Taking the line containing "Then put one point on each instance of the red fire" as the first and the last line of the entries as the end, reproduce every line between them exactly, including both.

[Records from a data collection]
--------
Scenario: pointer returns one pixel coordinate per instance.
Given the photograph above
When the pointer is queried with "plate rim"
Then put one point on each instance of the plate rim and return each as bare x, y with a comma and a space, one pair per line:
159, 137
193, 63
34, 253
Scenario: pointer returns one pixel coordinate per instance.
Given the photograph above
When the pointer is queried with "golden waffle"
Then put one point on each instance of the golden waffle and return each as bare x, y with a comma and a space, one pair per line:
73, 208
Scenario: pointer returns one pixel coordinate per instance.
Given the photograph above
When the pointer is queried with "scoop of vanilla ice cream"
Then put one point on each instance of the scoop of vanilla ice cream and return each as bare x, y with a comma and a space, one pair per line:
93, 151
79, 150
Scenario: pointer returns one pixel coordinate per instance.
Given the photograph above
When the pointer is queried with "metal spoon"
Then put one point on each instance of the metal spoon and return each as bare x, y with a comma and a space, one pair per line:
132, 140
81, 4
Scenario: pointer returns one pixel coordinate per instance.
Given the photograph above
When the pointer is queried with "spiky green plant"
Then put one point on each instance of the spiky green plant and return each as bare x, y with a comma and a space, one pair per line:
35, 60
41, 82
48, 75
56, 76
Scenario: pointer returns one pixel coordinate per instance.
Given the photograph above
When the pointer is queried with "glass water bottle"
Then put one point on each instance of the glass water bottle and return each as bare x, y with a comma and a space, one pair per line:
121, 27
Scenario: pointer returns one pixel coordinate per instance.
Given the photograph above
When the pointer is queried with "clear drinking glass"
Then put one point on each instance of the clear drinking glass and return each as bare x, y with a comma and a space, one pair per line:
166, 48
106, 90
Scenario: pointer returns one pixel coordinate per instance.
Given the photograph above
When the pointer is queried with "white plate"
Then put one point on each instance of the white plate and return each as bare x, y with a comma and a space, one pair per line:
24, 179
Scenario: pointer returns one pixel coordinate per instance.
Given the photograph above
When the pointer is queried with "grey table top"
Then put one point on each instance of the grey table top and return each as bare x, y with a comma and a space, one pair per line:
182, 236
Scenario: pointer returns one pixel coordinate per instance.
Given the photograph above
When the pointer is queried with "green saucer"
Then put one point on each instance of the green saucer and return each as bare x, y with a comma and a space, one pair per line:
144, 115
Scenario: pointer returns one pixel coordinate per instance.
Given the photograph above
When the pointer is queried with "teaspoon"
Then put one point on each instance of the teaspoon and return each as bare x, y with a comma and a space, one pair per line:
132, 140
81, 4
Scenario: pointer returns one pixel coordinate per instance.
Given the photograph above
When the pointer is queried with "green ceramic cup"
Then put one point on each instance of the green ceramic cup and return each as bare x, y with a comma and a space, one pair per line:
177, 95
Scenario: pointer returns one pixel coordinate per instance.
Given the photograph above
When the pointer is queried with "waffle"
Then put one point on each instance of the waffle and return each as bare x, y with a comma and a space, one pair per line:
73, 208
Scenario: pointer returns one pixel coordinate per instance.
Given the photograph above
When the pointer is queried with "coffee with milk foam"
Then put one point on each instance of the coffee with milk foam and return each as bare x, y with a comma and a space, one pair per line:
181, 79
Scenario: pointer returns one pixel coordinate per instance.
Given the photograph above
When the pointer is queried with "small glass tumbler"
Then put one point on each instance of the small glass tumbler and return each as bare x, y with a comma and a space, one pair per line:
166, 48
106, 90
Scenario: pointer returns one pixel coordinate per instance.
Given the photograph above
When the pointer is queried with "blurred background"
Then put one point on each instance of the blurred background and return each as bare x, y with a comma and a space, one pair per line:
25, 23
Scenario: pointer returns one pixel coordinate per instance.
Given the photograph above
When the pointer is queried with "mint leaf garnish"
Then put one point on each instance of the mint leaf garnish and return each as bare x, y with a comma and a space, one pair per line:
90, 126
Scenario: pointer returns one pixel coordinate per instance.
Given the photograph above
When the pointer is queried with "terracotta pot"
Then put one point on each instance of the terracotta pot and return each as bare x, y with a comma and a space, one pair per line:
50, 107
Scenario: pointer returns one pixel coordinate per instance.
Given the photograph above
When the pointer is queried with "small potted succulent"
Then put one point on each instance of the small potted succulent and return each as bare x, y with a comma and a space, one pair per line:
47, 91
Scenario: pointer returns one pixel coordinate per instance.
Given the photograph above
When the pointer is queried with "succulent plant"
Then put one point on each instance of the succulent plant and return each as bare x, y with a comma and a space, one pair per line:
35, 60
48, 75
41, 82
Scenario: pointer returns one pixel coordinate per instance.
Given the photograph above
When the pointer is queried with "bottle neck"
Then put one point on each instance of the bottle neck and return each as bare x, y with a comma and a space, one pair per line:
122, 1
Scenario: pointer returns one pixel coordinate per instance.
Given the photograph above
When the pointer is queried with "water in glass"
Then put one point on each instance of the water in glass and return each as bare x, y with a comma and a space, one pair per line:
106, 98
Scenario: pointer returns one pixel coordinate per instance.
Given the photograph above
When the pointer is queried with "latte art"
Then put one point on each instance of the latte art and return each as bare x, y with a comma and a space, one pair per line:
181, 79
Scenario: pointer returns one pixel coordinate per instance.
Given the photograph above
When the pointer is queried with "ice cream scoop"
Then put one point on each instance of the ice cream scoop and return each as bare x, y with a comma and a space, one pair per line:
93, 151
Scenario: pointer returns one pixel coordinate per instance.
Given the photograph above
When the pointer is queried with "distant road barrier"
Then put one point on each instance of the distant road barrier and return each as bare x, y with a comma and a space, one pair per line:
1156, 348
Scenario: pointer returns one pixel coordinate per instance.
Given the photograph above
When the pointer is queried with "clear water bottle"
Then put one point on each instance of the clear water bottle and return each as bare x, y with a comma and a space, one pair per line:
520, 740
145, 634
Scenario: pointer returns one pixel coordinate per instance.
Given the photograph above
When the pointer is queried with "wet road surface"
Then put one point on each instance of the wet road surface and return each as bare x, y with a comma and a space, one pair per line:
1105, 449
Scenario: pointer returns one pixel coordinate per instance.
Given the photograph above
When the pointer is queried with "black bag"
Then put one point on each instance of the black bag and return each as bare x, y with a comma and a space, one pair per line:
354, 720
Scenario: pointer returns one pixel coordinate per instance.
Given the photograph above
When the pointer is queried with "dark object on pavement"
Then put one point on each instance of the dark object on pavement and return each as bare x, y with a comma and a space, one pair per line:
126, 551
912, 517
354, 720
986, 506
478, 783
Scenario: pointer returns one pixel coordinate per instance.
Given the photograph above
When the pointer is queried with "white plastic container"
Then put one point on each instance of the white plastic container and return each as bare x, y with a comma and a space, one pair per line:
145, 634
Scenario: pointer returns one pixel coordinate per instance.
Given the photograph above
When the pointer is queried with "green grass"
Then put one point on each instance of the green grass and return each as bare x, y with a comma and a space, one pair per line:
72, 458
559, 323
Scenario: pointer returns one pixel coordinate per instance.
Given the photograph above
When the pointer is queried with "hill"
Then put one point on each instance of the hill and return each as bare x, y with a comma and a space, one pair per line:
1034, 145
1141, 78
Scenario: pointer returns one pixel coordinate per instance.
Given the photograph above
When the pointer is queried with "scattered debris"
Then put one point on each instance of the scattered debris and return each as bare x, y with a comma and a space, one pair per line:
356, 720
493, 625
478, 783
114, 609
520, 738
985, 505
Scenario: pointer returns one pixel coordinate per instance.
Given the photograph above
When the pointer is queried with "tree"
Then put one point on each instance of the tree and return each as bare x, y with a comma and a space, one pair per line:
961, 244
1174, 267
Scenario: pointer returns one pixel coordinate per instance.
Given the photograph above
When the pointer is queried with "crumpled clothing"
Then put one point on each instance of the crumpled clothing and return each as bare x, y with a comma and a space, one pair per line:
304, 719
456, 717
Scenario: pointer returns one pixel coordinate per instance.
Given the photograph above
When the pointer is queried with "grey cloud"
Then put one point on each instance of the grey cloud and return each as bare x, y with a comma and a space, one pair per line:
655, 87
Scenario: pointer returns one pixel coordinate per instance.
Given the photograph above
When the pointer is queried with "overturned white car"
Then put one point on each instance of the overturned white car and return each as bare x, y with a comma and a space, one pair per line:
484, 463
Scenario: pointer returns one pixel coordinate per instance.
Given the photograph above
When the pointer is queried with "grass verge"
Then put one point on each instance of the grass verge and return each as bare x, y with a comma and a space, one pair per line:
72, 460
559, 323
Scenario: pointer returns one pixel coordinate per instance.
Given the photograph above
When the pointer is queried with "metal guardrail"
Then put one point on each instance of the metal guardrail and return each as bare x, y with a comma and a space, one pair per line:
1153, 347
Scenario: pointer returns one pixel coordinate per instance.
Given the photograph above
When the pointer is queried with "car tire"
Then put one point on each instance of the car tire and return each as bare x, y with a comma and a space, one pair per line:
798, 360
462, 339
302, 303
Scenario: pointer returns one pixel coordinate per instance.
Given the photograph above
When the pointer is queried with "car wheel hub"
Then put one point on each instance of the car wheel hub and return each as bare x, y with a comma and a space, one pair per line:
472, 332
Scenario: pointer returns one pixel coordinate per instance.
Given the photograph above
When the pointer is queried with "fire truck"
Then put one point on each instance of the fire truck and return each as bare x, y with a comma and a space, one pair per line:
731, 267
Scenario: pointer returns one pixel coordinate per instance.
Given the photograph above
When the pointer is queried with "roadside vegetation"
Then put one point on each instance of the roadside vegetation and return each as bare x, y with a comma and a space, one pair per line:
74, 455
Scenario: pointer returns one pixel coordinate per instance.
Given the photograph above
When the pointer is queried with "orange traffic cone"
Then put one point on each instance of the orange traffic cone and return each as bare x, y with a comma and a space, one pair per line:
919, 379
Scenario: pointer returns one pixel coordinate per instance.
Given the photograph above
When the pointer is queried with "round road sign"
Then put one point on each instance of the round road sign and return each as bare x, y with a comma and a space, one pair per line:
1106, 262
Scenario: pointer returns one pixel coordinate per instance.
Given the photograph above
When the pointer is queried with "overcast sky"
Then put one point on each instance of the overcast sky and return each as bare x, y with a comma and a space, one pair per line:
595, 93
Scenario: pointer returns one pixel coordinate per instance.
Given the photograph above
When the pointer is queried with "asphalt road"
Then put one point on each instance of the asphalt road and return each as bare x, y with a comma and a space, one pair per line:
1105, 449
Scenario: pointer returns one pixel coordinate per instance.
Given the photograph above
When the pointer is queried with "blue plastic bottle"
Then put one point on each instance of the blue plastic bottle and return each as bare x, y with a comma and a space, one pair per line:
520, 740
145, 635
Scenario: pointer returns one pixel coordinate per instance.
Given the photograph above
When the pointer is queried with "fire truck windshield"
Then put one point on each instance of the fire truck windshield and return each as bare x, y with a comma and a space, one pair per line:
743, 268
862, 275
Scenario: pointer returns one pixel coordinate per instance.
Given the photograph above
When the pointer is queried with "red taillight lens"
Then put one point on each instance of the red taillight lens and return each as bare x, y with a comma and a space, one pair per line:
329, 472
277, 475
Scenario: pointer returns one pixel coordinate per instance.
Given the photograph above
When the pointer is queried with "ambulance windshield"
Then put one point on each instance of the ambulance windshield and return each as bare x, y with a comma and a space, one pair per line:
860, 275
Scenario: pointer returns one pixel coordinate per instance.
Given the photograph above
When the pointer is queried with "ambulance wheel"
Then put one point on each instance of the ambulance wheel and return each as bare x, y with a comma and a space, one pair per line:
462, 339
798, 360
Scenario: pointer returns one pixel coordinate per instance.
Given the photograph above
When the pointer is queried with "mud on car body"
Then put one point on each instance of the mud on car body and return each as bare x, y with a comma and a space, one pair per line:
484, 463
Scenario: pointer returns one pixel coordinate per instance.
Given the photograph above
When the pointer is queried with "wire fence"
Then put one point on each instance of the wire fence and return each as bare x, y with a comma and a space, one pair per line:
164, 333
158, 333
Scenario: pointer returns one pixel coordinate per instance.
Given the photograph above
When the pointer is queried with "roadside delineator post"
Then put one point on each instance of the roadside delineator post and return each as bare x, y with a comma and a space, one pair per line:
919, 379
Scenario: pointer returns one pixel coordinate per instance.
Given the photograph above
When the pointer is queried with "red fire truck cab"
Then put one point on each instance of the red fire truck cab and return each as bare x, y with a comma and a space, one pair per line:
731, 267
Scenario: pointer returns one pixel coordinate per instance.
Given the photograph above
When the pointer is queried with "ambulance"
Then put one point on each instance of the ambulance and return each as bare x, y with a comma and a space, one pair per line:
--------
Solution to this task:
Then put one point on each instance of the red fire truck cab and return each as bare x, y with a comma and a space, one pair per line:
731, 267
Scenario: pointer returns one pixel coordinate per instance.
Given the photograph above
When the pointer is queried with "ambulance"
Then put one point on each instance of the ambulance and return each as bare x, y with a comma and a space, one pair per line:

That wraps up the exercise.